THE EXERCISE:
Extract each line of the data below and reproduce it verbatim, keeping the original order and spacing.

ENTRIES SUPPLIED:
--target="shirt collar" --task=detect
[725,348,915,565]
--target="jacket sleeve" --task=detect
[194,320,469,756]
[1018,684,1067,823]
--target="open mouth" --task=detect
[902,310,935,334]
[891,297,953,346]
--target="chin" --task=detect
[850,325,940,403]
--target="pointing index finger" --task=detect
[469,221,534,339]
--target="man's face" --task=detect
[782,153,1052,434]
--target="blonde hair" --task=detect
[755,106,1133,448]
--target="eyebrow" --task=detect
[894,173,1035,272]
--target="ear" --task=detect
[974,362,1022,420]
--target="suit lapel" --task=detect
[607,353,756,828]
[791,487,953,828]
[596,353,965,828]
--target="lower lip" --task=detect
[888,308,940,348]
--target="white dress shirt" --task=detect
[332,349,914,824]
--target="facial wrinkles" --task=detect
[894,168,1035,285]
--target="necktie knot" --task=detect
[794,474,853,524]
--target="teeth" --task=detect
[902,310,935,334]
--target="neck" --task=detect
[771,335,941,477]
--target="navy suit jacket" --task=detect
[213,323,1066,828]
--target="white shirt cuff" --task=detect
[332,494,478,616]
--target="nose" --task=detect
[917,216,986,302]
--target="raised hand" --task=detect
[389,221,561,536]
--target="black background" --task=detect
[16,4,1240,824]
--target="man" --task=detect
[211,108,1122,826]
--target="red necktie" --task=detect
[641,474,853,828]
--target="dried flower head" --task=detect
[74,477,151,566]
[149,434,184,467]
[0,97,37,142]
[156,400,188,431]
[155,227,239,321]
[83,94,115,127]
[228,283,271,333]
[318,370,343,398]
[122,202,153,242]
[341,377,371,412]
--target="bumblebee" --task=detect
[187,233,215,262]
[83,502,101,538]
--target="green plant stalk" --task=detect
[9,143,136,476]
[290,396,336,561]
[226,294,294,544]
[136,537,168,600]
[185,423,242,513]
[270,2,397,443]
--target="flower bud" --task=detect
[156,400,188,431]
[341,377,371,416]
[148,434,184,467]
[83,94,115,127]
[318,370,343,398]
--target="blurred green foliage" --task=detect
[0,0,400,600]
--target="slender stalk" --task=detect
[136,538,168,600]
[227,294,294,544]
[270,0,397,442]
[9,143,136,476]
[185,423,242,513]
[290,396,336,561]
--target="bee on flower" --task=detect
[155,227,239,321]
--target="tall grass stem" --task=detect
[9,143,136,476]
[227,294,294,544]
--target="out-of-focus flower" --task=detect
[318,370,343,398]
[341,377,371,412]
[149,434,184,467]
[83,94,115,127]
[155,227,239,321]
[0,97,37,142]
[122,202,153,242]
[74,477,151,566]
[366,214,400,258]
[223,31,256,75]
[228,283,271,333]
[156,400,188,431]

CORRECT OUTPUT:
--target="shirt collar" --task=detect
[725,348,915,565]
--target="jacket sleeve" --task=detect
[194,320,469,756]
[1018,684,1067,823]
--target="open mouth" --task=detect
[902,310,935,334]
[891,297,953,346]
--target="chin" --task=detect
[850,325,940,403]
--target="pointing index finger" --task=detect
[469,221,534,339]
--target="man's face" --task=detect
[782,153,1052,434]
--target="blonde hair" --task=detect
[755,106,1133,448]
--target="eyebrow" --task=detect
[894,173,1035,272]
--target="ear" --task=detect
[974,362,1022,420]
--target="suit lapel" --task=detect
[607,353,756,828]
[791,487,953,828]
[596,353,965,828]
--target="lower lip" --task=detect
[888,308,940,348]
--target="white dress shirt" --task=detect
[332,349,914,824]
--target="facial wrinkles" --task=detect
[894,168,1035,285]
--target="necktie knot" --task=detect
[794,474,853,524]
--target="teeth" --task=detect
[902,310,935,334]
--target="neck" --task=detect
[771,335,941,477]
--target="navy suit jacket" --task=detect
[213,323,1066,828]
--target="white shirt cuff" --task=detect
[332,494,478,616]
--target="nose" --task=detect
[917,216,986,302]
--target="raised hand" --task=detect
[389,221,561,536]
--target="black background" --task=detect
[16,4,1240,824]
--target="man" --task=detect
[211,108,1122,826]
--target="red necktie" --task=detect
[641,474,853,828]
--target="dried flower head" --task=detect
[74,477,151,566]
[149,434,184,467]
[0,97,37,142]
[156,400,188,431]
[155,227,239,321]
[83,94,115,127]
[228,283,271,333]
[318,370,343,398]
[122,202,153,242]
[341,377,371,412]
--target="bumblebee" --task=detect
[187,233,215,262]
[83,502,101,538]
--target="green plant stalk" --task=detect
[9,143,136,476]
[290,396,336,561]
[226,294,294,544]
[136,537,168,600]
[185,423,242,513]
[270,2,397,443]
--target="flower bud" --task=detect
[156,400,188,431]
[341,377,371,416]
[148,434,184,467]
[83,94,115,127]
[318,370,343,398]
--target="blurred green foliage" --task=detect
[0,0,400,600]
--target="slender stalk" --task=detect
[136,538,168,600]
[227,294,294,544]
[270,0,397,442]
[9,143,136,476]
[185,423,242,513]
[290,396,336,561]
--target="bee on flower" --task=detect
[155,227,239,321]
--target="tall grass stem" --task=detect
[9,143,136,476]
[227,294,294,544]
--target="out-of-focus flower" --task=detect
[318,370,343,398]
[341,377,371,412]
[149,434,184,467]
[83,94,115,127]
[155,227,239,321]
[0,97,37,142]
[122,202,153,242]
[74,477,151,566]
[366,214,400,258]
[223,31,256,75]
[228,283,271,333]
[156,400,188,431]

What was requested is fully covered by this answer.